--- TASKS TO CARRY OUT ---
A. In the text recommending fiction with vegan themes, which book makes it obvious that Atwood is not vegan?
B. Continue the text recommending fiction with vegan themes, starting after its last sentence.

--- READING TEXT ---
^^^^
Maybe not exactly what you are asking for, but two fiction novels I recommend that have vegan themes are The Vegetarian by Han Kang and The Year of the Flood by Margaret Atwood. Neither is explicitly pro-vegan though.

Kang is a Buddhist telling an odd story through a Korean feminist lens (it may have indirectly pointed me to Ecofeminism) about a vegetarian who is actually vegan because Koreans don't eat dairy.

Atwood's tale is environmentally plant based and somewhat humorous in a dystopian near future world. Bee keeping is portrayed as humane and essential to being self sufficient as a commune, so it would divide vegans on that point. I think Atwood is in reality a pescatarian or something. She's not vegan which becomes obvious in Madd Addam, the third book in the same trilogy.

They're all good books though.
 
The young-adult fiction books of Francesca Lia Block (a winner of the American Library Association's lifetime achievement award) have vegetarian and environmental plot elements - the strength of these elements varies in her different books. Many of the characters in her books are vegetarian, though not in an outspoken way.
^^^^
--- DATA UNDER STUDY ---
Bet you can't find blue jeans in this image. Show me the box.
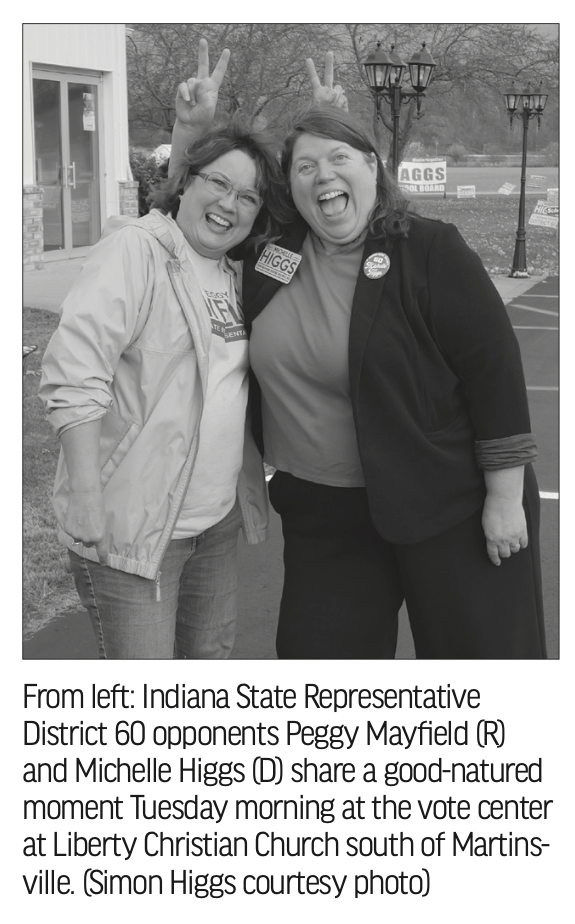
[68,501,241,660]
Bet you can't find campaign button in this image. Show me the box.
[363,253,391,279]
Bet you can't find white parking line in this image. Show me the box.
[508,304,559,318]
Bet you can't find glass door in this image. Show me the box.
[33,70,100,256]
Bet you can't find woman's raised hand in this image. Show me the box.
[176,39,230,130]
[305,51,348,112]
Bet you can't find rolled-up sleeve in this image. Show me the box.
[428,225,535,456]
[39,226,153,434]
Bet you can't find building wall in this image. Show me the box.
[23,23,133,263]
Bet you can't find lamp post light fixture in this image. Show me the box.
[503,82,549,278]
[363,42,437,177]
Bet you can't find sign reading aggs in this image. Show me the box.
[397,160,447,193]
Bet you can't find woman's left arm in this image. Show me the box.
[429,226,536,565]
[168,39,230,176]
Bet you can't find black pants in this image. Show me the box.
[270,466,546,659]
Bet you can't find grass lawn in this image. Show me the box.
[23,197,558,635]
[22,308,79,637]
[411,195,558,276]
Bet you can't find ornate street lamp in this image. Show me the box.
[363,42,437,176]
[503,81,549,277]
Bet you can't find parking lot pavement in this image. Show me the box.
[23,277,559,660]
[507,276,559,658]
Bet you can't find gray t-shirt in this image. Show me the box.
[250,233,365,488]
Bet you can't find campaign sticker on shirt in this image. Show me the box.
[256,244,301,284]
[363,253,391,279]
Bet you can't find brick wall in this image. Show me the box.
[23,186,44,271]
[119,180,139,218]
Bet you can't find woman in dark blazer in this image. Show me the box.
[172,65,545,659]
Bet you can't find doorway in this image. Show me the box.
[32,68,101,260]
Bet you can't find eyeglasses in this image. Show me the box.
[197,173,264,212]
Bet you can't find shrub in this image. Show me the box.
[130,148,165,217]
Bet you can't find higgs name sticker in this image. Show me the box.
[256,244,301,283]
[363,253,391,279]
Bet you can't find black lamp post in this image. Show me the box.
[503,83,549,277]
[363,42,437,176]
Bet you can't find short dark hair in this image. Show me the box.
[148,117,295,254]
[281,104,410,240]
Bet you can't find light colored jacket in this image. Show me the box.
[40,210,268,581]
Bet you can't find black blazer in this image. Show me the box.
[243,218,530,544]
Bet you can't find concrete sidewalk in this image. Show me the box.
[23,258,544,312]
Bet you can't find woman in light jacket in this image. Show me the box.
[40,50,290,659]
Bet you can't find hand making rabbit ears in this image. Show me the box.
[176,39,348,129]
[305,51,348,112]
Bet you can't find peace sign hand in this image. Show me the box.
[305,51,348,112]
[176,39,230,130]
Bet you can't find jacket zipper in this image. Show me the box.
[148,260,212,602]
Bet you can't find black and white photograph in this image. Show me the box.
[22,23,559,662]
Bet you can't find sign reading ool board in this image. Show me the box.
[397,159,447,193]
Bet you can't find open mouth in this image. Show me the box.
[317,189,349,218]
[206,212,232,231]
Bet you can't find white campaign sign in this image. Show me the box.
[397,160,447,193]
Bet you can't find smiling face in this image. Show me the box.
[290,133,377,246]
[176,150,258,260]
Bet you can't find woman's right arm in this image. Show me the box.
[39,227,153,563]
[168,39,230,176]
[60,419,108,565]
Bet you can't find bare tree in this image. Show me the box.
[128,23,558,156]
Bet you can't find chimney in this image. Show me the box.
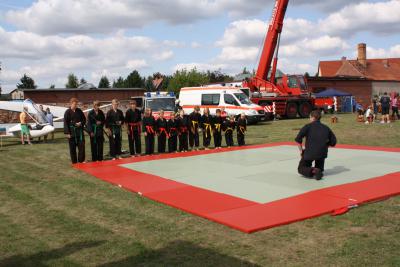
[357,43,367,68]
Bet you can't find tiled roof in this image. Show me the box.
[319,58,400,81]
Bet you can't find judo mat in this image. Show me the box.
[75,143,400,233]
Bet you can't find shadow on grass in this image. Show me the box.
[101,240,259,267]
[0,241,105,267]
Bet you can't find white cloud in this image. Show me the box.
[6,0,360,34]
^^^^
--- RESPONSES BY ITEM NUMBER ---
A. Madd Addam, the third book in the same trilogy.

B.
“Under the twinkling trees was a table covered with Guatemalan fabric, roses in juice jars, wax rose candles from Tijuana and plates of food — Weetzie's Vegetable Love-Rice, My Secret Agent Lover Man's guacamole, Dirk's homemade pizza, Duck's fig and berry salad and Surfer Surprise Protein Punch, Brandy-Lynn's pink macaroni, Coyote's cornmeal cakes, Ping's mushu plum crepes and Valentine's Jamaican plantain pie. Witch Baby's stomach growled but she didn't leave her hiding place. Instead, she listened to the reggae, surf, soul and salsa, tugged at the snarl balls in her hair and snapped pictures of all the couples.”